──────── EXERCISE DATA ────────
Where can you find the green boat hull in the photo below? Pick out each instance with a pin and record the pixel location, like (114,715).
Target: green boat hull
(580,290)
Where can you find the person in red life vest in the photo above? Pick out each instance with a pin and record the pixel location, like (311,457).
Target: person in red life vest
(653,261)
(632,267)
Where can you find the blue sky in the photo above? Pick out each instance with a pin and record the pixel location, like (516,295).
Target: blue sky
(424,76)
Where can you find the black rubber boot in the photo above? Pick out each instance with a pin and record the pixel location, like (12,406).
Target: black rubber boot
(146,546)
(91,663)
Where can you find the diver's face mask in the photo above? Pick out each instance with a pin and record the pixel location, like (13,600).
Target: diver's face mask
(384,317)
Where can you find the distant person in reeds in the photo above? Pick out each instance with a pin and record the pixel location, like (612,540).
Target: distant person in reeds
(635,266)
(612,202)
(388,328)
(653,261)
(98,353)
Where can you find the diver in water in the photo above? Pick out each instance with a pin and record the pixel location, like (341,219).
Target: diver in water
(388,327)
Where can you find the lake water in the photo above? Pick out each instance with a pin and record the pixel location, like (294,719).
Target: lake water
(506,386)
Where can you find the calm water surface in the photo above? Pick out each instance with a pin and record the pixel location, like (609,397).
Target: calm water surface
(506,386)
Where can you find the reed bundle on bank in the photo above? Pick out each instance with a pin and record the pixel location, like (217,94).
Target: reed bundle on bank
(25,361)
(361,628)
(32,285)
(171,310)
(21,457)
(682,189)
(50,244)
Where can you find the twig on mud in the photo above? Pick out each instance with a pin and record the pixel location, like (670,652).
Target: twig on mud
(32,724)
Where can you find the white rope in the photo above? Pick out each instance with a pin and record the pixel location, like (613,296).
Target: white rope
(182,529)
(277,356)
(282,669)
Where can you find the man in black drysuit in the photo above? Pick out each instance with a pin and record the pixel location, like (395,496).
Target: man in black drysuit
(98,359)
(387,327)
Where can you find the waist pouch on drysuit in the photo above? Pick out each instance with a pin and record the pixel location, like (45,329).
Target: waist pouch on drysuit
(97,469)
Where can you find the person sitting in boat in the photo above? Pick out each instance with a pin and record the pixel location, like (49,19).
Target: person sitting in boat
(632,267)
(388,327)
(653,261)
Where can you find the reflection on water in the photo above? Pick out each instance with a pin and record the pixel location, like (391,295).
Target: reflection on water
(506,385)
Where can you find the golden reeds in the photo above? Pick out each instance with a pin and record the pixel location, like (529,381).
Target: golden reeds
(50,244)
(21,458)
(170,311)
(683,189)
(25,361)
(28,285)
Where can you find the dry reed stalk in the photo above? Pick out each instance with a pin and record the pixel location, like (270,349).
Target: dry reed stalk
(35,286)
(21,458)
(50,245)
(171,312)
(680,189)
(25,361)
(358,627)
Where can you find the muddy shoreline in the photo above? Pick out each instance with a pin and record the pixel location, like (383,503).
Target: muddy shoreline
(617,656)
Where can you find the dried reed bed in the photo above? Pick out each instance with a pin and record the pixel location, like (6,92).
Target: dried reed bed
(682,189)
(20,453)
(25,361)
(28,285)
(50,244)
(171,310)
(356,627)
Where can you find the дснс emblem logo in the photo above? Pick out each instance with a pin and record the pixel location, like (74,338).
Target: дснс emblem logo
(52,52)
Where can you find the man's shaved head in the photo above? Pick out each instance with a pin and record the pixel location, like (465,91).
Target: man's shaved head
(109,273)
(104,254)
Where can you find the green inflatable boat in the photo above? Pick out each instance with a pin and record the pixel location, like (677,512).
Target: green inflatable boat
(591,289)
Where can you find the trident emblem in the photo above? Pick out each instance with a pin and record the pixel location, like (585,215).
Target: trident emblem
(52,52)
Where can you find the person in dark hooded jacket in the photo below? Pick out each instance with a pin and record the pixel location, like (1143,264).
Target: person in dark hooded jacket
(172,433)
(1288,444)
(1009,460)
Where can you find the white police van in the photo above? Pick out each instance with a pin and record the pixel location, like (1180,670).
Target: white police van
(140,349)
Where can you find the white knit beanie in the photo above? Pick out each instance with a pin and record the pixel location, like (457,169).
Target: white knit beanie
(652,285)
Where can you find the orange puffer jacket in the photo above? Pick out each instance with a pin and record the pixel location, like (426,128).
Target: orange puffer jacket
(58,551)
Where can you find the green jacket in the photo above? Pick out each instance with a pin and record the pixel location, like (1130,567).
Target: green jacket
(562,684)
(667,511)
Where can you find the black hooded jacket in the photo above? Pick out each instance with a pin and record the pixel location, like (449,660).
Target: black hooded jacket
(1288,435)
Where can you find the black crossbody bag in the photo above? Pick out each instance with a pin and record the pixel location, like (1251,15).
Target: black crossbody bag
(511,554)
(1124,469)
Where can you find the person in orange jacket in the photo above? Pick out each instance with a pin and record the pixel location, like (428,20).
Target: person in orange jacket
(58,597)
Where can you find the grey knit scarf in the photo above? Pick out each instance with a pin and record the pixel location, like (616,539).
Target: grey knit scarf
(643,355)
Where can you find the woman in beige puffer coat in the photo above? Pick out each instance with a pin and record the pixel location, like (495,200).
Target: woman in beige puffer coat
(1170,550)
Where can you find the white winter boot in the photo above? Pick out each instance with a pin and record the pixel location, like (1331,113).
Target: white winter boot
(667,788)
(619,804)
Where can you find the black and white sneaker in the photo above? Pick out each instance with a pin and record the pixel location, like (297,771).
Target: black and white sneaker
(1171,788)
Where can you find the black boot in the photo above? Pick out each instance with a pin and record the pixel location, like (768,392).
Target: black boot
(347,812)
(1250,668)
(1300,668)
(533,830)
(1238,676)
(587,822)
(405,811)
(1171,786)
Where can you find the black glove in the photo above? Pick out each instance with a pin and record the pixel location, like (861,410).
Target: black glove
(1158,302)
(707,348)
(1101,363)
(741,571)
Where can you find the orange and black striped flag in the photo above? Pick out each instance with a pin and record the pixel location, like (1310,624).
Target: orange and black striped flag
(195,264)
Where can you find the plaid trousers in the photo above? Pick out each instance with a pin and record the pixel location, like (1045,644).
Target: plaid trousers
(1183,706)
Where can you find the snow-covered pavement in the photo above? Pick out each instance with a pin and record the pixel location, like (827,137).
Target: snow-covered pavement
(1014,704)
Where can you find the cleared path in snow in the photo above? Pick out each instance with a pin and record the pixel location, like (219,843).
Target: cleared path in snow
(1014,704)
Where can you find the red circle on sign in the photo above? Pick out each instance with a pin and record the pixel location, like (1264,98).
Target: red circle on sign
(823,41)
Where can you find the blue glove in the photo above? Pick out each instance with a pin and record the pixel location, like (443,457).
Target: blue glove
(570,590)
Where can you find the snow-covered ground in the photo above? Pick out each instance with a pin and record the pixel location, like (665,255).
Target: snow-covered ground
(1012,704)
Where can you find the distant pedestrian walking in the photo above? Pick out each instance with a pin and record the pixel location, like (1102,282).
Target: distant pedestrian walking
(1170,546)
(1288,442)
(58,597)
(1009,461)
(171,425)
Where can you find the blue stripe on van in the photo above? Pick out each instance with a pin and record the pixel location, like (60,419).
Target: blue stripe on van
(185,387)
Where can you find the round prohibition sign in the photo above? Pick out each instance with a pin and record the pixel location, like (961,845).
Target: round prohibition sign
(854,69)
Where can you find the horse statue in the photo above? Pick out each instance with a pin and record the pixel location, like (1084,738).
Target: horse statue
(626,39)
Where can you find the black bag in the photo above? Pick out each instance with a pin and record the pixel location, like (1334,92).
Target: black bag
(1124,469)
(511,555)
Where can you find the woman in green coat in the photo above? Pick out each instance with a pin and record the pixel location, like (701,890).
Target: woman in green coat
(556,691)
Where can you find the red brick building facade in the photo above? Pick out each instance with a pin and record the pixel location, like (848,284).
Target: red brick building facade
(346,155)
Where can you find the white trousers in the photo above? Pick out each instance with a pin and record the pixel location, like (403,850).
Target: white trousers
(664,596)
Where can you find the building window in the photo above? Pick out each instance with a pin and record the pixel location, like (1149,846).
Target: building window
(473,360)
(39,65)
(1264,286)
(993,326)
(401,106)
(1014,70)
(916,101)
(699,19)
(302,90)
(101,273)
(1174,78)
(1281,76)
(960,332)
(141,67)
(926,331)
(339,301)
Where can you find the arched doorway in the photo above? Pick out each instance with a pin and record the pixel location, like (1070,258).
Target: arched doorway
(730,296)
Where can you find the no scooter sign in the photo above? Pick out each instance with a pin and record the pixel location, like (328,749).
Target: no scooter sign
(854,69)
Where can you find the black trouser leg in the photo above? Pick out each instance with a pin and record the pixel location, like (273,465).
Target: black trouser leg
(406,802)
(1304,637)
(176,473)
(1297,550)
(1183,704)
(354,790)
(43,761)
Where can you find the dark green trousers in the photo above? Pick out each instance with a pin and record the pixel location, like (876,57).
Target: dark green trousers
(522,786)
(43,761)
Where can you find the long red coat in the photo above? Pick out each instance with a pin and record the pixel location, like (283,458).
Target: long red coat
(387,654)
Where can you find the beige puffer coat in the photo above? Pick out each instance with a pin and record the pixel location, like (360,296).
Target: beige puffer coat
────────
* [GIVEN EXERCISE]: Repeat precisely the lines of the data starting at the one containing "Where can you find the building", last line included.

* [WRITTEN REPLY]:
Where can you find the building window in the photo above? Pick out each instance with a pin and record the pixel location, like (1149,846).
Target: building window
(473,360)
(39,65)
(1264,286)
(993,326)
(401,106)
(1014,70)
(916,101)
(699,19)
(302,90)
(101,273)
(1174,78)
(1281,76)
(960,332)
(141,67)
(926,331)
(339,301)
Where can you find the arched doorway in the photo above? Pick out each instance with a pin and record the pixel location, like (1070,258).
Target: arched doorway
(730,296)
Where can you find the no scooter sign in the photo above? Pick out each instance with a pin and record the pixel location, like (328,749).
Target: no scooter sign
(854,69)
Where can you find the black trouser leg in the photo above? Pick out each instance with a pin and record the pixel location, like (273,465).
Target: black trouser leg
(406,802)
(1304,637)
(176,473)
(1297,550)
(1183,704)
(354,790)
(43,761)
Where can you find the dark green trousers in the photo above? Pick out each instance with a pin and record the pixel location, like (876,57).
Target: dark green trousers
(522,786)
(43,761)
Where can you find the long red coat in the photo above? Pick out each instance with a pin and record the pixel location, like (283,458).
Target: long red coat
(387,654)
Where can you find the beige puffer coat in the photo above? Pick out each instance with a pin and record the pixel location, like (360,296).
Target: beige puffer coat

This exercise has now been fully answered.